Jana Williams' Social Media Ascent

by Jessica Gordon

June 10, 2013

Southern California-based wedding and lifestyle shooter Jana Williams is the definition of the term “social media phenomenon.” In the year-and-a-half that she’s been in business under Jana Williams Photography, she has amassed an insanely-high number of followers: 17,000 on Instagram, 26,000 on Facebook, more than 8,000 subscribers on her YouTube channel and over 200,000 video views.

As a result of that reach, Williams’ recent opportunities read like a wish list for any wedding photographer interested in fashion and esthetics: She’s been invited to shoot the Victoria’s Secret Fashion Show in New York City; covered New York Fashion Week and designer Tadashi Shishoji’s 30th anniversary party; photographed (and Instagrammed through her username janawilliamsphoto) The Tiffany & Co. Blue Note Gala; and shot weddings in Qatar (for the Ambassador of Qatar’s son) and in Lake Como, Italy. She will shoot 40 weddings in 2013, and is already booked through 2014.

For a woman who picked up her first digital camera in October 2009, this is all quite remarkable.
Williams, who is originally from Alabama (and uses that fact cleverly in her blog URL, janafromalabama.com), started her career in front of the camera as an actress and occasional  model. Gradually, she became more interested in what was happening behind the lens. “I always thought photography was a bit too technical for me, and I didn’t think I was smart enough to do it,” she says. “I bought a [Canon] 50D at Best Buy and put it on a credit card; it sat in the corner of my room for two months. There were so many buttons and numbers, and it felt bigger than me. I finally just challenged myself to pick it up one day and shoot something.”



Williams shot something everyday for two months, then bought her first 50mm lens and started interning under other photographers in L.A. She describes what came next as an obsession with photography—a “tunnel” of constantly wanting to take pictures and learn more about the craft. “You have a vision in your mind of what you want something to look like, and you’ll do anything to get there,” she explains of the feeling.

Williams turned to her actor friends in the industry to practice shooting; they made for great portrait subjects, and got updated headshots in return. It was a stroke of luck that someone from Ford Models in L.A. saw one such photo and called in Williams for a meeting to be one of the agency’s in-house photographers. “I was so scared that they would find out I wasn’t that great, but [the job] hit me in high gear because then I was making money for taking photographs and had all this responsibility to turn over work.”

Given information →
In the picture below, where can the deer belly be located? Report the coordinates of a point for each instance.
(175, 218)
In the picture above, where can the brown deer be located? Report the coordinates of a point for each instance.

What you are asked to do →
Decide whether each statement agrees with the article on Jana Williams, answering yes or no and quoting the exact words that decide it: (a) Williams has more than 8,000 subscribers on her YouTube channel; (b) Williams bought her first camera at a camera specialty shop; (c) Williams will shoot 40 weddings in 2013. The listing has no connection to the article on Jana Williams.

Task answer →
(a) Yes: "more than 8,000 subscribers on her YouTube channel"
(b) No: "I bought a [Canon] 50D at Best Buy"
(c) Yes: "She will shoot 40 weddings in 2013"